* [DIRECTIONS]:
Take the listing that follows and copy it precisely.

* [DATA FOR REVIEW]:
§ §
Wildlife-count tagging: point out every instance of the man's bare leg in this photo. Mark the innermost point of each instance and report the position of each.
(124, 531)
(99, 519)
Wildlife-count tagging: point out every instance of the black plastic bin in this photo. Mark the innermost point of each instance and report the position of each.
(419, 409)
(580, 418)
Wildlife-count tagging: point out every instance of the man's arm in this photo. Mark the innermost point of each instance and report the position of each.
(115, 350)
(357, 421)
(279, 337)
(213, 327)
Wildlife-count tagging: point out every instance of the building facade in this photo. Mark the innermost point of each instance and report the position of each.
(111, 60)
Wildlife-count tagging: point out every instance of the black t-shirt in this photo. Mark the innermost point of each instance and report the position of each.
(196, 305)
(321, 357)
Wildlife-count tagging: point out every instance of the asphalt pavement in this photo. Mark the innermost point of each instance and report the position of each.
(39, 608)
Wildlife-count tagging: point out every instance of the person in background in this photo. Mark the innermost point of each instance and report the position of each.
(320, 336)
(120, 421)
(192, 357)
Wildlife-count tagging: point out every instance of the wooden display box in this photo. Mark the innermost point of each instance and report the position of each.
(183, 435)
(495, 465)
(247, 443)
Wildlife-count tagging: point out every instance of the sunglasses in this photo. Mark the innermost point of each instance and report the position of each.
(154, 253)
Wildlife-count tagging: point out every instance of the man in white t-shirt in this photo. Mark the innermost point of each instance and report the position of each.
§ §
* [WRITTEN ANSWER]:
Wildlife-count tagging: point out every instance of the man's bare leg in this photo. Mark the innermost point of each instance and report the position of each.
(124, 531)
(99, 519)
Wildlife-count tagging: point out every instance of the black plastic bin in this photo. Mark the innermost point of each instance and report the position of each.
(419, 409)
(580, 418)
Wildlife-count tagging: point out every instance of the man's arm in this photo. Mark the innermost point of each instance and report the position of each.
(115, 350)
(357, 421)
(279, 337)
(213, 327)
Wildlife-count tagging: point out every instance of the building facade in this photo. Mark the innermost point of each instance and report the position of each.
(111, 60)
Wildlife-count tagging: point out every instance of the black t-shirt in this photo. Mark the innermost point of each instance and report the position of each.
(196, 305)
(321, 357)
Wildlife-count tagging: point out every instance of the asphalt pavement in this photo. Mark the innermost point of each instance and report the position of each.
(39, 608)
Wildlife-count tagging: point out every instance of the person in background in this photo. Mark the innermost point of each instance and report the position of each.
(320, 336)
(120, 421)
(192, 357)
Wildlife-count tagging: point out every instance of the wooden display box in this photo. Mark the innermost point of each instance and report the position of each.
(183, 435)
(495, 465)
(247, 443)
Wildlife-count tagging: point out every instance of the sunglasses in this photo. Mark the innermost point of each instance and report the position of each.
(154, 253)
Wildlife-count tagging: point out every instance of the man in white t-shirt in this photo. Mark the innermost point of each instance and report the position of each.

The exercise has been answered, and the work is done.